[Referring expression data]
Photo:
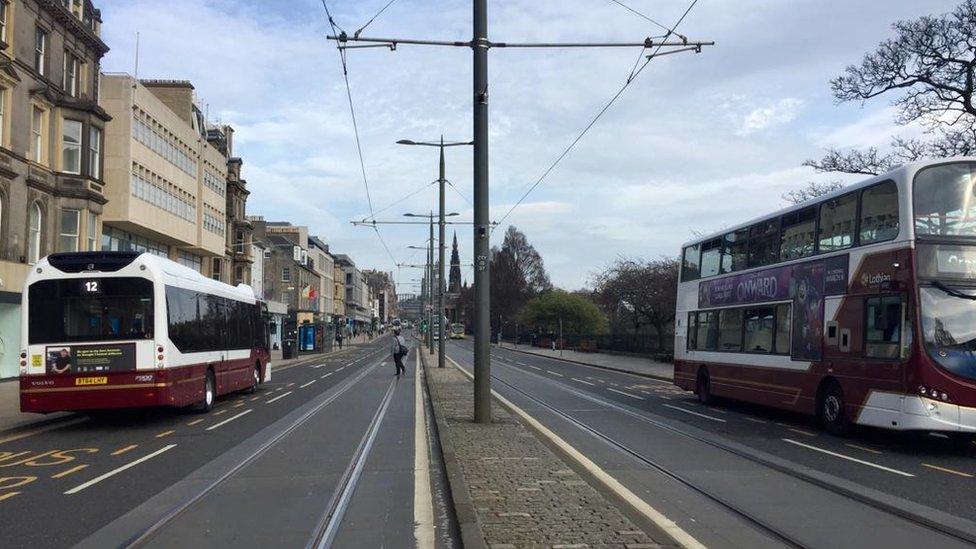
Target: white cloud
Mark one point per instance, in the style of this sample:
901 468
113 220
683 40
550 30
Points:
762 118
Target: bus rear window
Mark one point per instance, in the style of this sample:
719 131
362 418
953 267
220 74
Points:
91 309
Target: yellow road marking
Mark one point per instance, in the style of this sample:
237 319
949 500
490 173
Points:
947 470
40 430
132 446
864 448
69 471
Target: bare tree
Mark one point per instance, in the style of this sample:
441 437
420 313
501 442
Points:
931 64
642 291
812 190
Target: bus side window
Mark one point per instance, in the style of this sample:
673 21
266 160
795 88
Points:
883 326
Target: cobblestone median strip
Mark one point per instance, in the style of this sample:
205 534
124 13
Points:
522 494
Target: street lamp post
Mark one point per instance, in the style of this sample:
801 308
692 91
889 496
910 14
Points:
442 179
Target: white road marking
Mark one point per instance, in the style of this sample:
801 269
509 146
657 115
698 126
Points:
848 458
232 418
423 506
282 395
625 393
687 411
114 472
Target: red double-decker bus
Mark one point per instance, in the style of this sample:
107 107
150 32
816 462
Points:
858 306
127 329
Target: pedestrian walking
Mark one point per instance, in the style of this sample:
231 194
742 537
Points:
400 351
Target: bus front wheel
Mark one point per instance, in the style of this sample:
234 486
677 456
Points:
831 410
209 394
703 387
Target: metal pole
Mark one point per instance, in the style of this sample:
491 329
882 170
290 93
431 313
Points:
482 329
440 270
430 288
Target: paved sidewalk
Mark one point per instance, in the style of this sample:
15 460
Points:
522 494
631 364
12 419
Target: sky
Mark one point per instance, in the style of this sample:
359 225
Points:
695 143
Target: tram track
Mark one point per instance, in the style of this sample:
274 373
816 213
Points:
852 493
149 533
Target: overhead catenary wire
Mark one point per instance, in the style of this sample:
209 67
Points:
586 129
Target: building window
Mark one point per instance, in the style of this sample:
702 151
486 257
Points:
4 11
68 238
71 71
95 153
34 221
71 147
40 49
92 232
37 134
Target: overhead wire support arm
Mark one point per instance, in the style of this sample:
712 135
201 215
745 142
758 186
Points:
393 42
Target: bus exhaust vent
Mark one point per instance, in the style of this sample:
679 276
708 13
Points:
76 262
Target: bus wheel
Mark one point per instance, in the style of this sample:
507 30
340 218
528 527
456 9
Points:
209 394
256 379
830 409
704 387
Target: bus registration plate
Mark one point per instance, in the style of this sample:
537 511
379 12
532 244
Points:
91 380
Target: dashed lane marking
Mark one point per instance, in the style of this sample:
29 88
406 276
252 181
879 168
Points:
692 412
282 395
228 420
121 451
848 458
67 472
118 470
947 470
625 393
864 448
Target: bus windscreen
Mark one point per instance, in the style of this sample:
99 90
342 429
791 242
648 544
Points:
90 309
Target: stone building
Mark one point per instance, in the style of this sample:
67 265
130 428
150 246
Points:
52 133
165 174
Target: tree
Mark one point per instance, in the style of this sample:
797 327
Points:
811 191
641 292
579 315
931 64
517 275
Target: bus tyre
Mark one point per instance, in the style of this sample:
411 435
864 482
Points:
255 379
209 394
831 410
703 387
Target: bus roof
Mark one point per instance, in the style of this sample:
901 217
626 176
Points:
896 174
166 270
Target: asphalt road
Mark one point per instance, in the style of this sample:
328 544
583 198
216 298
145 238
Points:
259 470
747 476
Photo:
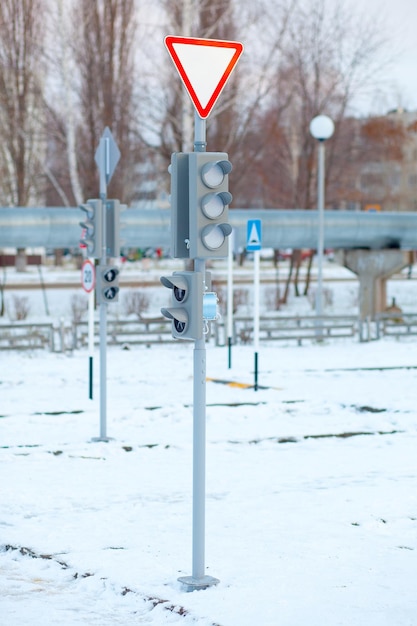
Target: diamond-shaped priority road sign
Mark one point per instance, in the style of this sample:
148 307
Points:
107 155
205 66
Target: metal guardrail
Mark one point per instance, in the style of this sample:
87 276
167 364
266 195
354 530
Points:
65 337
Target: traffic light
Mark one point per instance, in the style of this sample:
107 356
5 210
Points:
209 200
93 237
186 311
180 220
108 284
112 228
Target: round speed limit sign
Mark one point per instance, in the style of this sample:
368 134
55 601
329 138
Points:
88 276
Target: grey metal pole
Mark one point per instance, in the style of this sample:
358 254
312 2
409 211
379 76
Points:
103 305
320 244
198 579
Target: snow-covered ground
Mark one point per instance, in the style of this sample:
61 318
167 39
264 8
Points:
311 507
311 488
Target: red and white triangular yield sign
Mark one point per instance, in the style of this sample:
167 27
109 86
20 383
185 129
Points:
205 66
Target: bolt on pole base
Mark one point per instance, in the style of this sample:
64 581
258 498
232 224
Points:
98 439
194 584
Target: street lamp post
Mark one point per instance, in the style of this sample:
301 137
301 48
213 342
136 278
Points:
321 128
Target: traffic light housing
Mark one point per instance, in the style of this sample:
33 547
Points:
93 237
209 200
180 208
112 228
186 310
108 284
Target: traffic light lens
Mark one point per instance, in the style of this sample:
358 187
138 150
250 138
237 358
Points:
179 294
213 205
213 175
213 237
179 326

--

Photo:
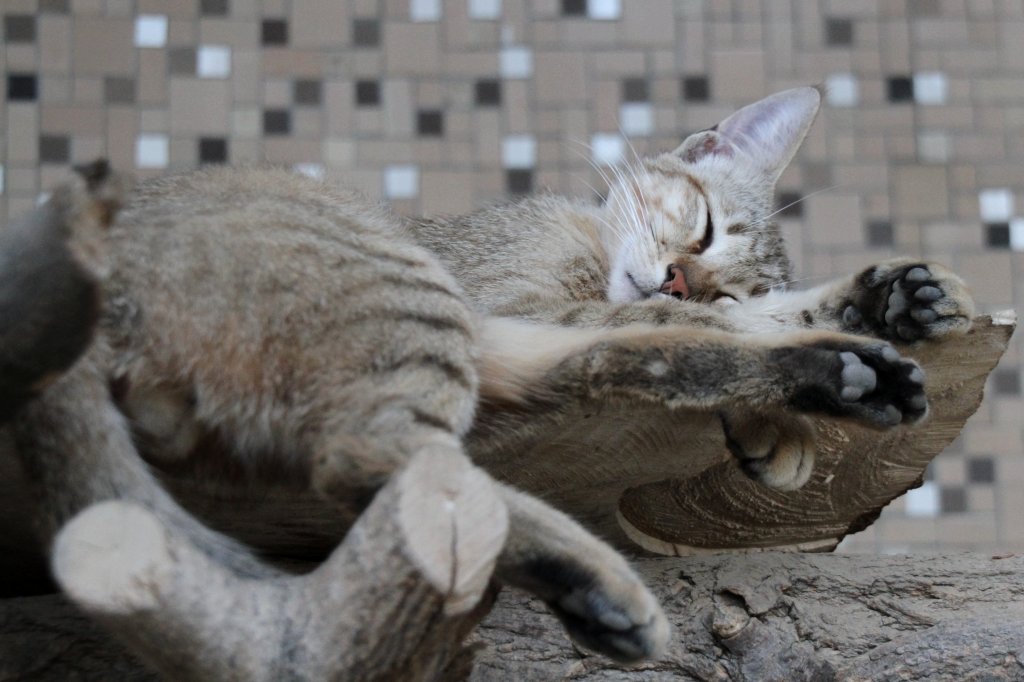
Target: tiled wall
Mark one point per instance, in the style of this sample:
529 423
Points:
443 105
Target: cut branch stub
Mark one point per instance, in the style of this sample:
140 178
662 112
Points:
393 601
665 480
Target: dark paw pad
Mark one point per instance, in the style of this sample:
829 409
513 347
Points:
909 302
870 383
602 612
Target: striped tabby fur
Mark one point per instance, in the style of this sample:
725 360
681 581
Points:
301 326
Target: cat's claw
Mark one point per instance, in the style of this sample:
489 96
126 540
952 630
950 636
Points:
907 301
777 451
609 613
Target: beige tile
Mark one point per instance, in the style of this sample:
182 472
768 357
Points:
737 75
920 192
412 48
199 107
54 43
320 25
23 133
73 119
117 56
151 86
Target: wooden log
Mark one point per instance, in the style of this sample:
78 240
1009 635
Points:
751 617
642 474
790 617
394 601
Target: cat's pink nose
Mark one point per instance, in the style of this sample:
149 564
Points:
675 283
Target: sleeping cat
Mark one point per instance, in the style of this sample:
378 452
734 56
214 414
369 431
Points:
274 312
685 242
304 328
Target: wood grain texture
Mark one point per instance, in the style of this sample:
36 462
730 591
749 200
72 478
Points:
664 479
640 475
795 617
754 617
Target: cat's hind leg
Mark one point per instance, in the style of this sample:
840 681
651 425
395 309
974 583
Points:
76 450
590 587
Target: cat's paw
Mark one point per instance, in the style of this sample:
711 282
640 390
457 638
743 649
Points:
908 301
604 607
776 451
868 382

...

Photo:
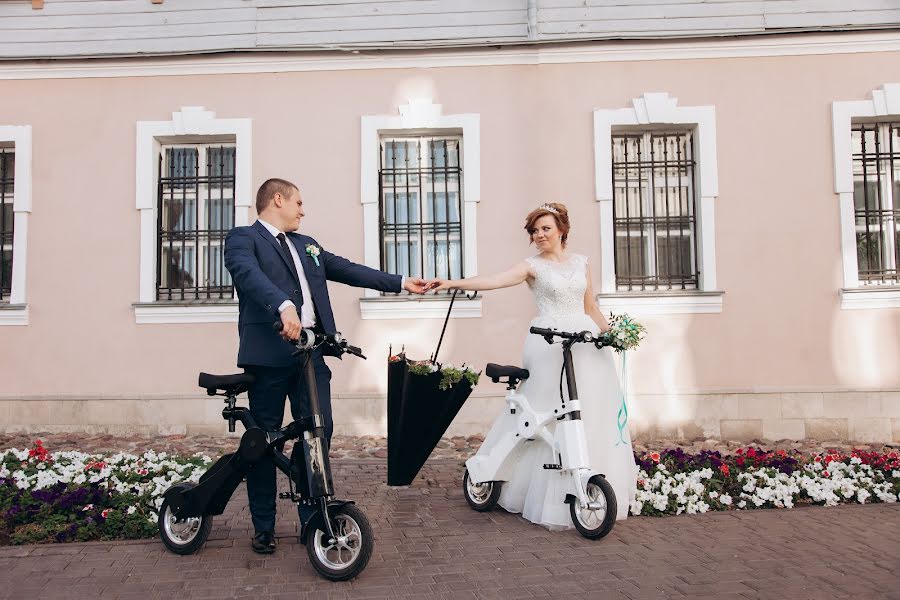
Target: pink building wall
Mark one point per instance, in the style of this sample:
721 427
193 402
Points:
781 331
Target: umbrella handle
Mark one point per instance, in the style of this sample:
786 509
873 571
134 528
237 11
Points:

**REQUIREMENT**
Report how many lines in the records hold the word "traffic", giving the number and nothing else.

**RESULT**
3